Passage shown:
========================

# Block Argumentation

**Authors:** Ryuta Arisaka, Stefano Bistarelli, Francesco Santini

arXiv: 1901.06378 · 2019-01-21

## TL;DR

This paper introduces block argumentation, a higher-level bipolar abstract argumentation framework that models complex, non-elementary arguments as coherent blocks, addressing internal consistency and semantics beyond classical approaches.

## Contribution

It formulates block argumentation as a Dung-style bipolar framework, explores its semantics under constraints, and introduces semi-grounded semantics to address limitations of classical semantics.

## Key findings

- Classical acceptability semantics do not always hold with constraints.
- Unattacked arguments may not always be acceptable.
- Semi-grounded semantics ensures minimality within complete semantics.

========================

(Excerpts from point annotation data)
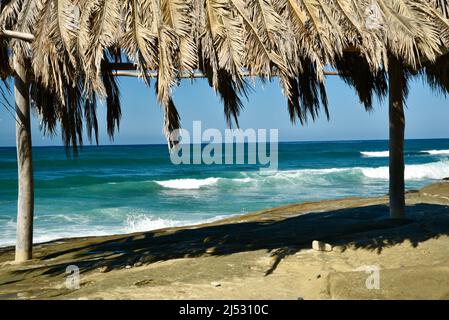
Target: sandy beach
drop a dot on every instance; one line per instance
(263, 255)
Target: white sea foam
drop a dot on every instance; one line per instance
(437, 152)
(145, 222)
(375, 154)
(433, 170)
(187, 183)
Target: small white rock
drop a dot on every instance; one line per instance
(321, 246)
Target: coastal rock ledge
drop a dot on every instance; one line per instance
(261, 255)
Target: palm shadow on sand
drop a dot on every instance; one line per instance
(366, 228)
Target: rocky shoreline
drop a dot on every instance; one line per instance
(262, 255)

========================

What to do: Do these statements agree with the block argumentation summary? For each, answer yes or no and quote the deciding words from the summary. 1. Block argumentation models complex, non-elementary arguments as coherent blocks. 2. Unattacked arguments are always acceptable. 3. Semi-grounded semantics ensures maximality within complete semantics.

Reply to the exercise:
1. Yes: "models complex, non-elementary arguments as coherent blocks"
2. No: "Unattacked arguments may not always be acceptable."
3. No: "Semi-grounded semantics ensures minimality within complete semantics."